Your whole answer should be the number of lines in the material below that include the word "group".

___ Provided entries ___

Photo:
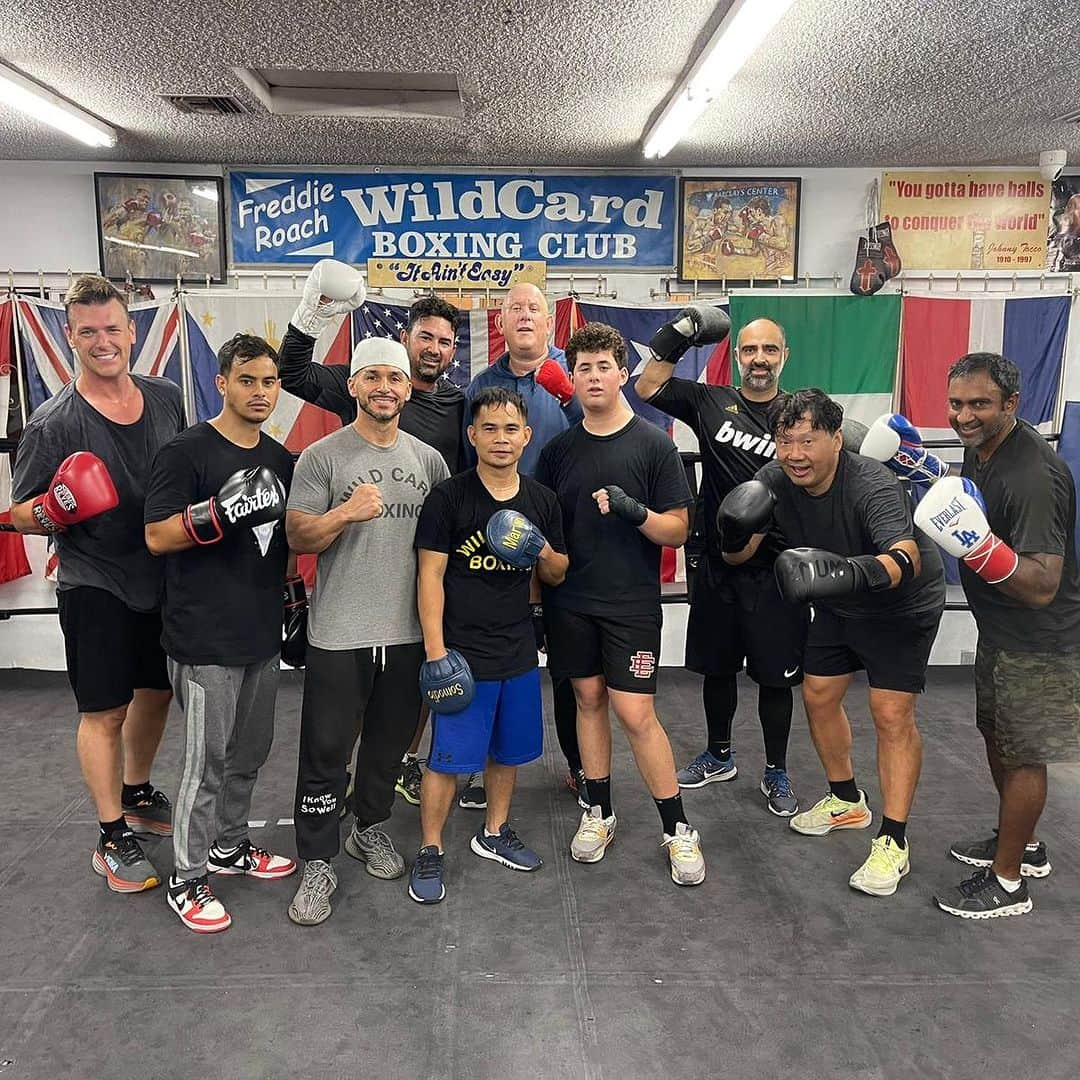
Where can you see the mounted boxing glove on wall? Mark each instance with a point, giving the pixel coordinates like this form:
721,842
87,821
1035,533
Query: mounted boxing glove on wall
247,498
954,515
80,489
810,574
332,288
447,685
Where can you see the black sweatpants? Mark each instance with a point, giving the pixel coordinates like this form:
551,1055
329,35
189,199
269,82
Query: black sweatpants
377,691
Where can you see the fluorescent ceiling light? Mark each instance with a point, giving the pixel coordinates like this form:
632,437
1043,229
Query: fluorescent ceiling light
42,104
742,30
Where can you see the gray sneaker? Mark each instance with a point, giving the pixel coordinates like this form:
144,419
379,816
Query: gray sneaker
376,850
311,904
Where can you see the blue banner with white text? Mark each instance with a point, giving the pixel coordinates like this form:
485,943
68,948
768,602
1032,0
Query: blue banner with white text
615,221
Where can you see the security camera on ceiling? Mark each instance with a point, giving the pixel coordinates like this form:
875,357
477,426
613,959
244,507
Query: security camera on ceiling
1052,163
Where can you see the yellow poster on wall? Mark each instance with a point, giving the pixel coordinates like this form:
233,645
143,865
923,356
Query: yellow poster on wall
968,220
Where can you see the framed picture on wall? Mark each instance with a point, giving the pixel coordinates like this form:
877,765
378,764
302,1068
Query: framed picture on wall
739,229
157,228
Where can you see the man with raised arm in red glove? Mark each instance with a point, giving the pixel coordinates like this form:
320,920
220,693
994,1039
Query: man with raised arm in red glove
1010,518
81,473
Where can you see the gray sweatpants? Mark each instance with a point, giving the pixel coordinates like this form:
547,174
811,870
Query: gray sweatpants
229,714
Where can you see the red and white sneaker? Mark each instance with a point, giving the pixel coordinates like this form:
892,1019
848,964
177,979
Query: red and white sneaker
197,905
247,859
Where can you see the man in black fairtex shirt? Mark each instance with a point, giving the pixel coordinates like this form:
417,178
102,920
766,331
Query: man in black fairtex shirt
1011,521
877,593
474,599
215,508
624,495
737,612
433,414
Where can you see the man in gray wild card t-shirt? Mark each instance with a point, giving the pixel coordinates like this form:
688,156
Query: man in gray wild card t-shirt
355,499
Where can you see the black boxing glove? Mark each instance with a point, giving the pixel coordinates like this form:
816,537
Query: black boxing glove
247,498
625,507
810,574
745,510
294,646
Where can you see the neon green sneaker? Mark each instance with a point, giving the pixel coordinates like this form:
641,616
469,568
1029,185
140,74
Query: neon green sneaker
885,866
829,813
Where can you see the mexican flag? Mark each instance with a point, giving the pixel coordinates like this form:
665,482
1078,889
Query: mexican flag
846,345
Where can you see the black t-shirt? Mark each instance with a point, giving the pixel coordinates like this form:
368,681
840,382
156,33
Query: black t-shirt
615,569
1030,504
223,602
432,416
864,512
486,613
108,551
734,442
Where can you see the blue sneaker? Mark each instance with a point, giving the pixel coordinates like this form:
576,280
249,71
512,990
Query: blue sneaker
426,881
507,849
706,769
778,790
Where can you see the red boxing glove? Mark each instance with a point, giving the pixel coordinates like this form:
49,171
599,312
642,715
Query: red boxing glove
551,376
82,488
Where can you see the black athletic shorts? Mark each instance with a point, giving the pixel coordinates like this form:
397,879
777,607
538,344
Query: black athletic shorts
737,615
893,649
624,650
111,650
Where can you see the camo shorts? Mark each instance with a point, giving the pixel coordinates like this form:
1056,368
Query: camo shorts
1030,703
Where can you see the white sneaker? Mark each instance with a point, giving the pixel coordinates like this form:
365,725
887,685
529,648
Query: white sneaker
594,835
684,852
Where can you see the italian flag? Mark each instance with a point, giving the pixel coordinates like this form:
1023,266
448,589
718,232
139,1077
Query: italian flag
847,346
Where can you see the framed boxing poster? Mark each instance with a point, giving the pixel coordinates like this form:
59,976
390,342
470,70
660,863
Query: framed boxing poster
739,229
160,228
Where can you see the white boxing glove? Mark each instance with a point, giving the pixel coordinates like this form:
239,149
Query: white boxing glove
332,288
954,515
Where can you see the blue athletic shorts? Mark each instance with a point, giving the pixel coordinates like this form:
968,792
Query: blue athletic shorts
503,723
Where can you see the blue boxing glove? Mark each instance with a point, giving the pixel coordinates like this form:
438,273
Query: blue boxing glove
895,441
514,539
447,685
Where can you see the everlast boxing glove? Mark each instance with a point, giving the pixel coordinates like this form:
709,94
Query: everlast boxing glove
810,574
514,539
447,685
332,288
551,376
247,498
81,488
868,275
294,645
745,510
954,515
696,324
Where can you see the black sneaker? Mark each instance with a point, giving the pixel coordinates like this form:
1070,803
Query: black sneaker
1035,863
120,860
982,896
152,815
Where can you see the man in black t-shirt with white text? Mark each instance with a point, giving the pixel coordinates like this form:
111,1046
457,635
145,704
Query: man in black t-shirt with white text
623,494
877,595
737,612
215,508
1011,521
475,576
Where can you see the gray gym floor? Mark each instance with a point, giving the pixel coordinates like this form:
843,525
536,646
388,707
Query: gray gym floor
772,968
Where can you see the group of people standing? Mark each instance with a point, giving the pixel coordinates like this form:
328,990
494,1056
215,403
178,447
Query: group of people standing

___

[Output of the exercise] 2